» **WRITTEN INSTRUCTION**
Rewrite every row below, changing "lesson" to "exercise" and leaving everything else unchanged.

» **MATERIALS PROVIDED**

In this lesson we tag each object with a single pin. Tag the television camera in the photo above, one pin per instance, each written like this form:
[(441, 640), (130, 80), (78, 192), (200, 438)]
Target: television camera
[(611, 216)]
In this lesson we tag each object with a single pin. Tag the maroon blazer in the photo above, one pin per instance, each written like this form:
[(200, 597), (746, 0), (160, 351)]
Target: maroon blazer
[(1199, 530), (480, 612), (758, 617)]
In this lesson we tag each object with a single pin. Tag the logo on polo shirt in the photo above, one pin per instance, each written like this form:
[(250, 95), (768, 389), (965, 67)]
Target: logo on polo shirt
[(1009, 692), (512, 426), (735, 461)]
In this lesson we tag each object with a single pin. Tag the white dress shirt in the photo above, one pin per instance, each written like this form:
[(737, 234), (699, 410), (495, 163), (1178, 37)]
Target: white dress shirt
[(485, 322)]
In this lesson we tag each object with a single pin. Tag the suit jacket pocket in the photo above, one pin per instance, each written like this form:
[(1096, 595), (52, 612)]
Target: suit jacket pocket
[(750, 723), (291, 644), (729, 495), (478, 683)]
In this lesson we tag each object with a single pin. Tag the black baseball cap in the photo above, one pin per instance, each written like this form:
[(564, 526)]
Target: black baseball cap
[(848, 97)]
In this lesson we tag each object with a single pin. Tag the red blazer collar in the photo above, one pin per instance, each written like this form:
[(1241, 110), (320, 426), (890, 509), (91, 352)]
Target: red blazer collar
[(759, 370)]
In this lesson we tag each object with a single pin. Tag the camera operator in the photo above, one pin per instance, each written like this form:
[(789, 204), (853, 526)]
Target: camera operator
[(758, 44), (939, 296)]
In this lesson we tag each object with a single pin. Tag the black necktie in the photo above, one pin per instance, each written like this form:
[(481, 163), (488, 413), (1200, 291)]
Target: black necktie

» **FINISHED TASK**
In this exercise we tag each object with a single pin. Tag the television camera in the photo above, one pin per instance, each written like this form:
[(441, 640), (130, 80), (78, 192), (200, 438)]
Target: television camera
[(611, 216)]
In this exercise we tag each object with a single pin. Tag the maroon blazer in the photo above, one pin per instance, each written like this form:
[(200, 597), (746, 0), (160, 351)]
Target: maroon blazer
[(1199, 530), (480, 612), (758, 617)]
In this exercise we tag each object with a single pin. Tag the logo on polo shirt in the photo above, one pin per instance, each written like this form:
[(250, 95), (768, 389), (965, 67)]
Target: logo on polo shirt
[(1009, 692), (512, 426), (735, 461)]
In this exercise we tag each object with a single pin. Tag the white dress shirt in the photo above, one pin per instance, each written like this form:
[(737, 234), (699, 410), (495, 163), (1178, 37)]
Target: white dress shirt
[(485, 322)]
In this exercise we tag each object with a single pin. Tag the suit jacket pocket in the photo above, one pin per instance, each written like this form:
[(1096, 595), (52, 612)]
Target: suit jacket pocket
[(750, 723), (291, 644), (729, 495), (478, 683)]
In this exercise we tag each object with a single pin. Tag the black baseball cap in the photo above, one pin per instance, each written like this form:
[(564, 526)]
Target: black baseball cap
[(848, 97)]
In this exercise we tag each object with a single pin. Tag the red blazer collar in the photo above, one pin per instance, each written like this form:
[(1241, 110), (320, 426), (890, 509), (91, 352)]
Target: red blazer collar
[(759, 370)]
In this exercise we tag each object with a single pin. Tag the camera operator in the photo above, one pin per instance, each written like this form:
[(789, 204), (853, 526)]
Target: camera operator
[(758, 44), (939, 296)]
In this exercise we tag each object with a single pin. Tag the black necktie in the photo above, one pin per instance, each written like this form:
[(481, 163), (488, 413), (1200, 291)]
Target: black necktie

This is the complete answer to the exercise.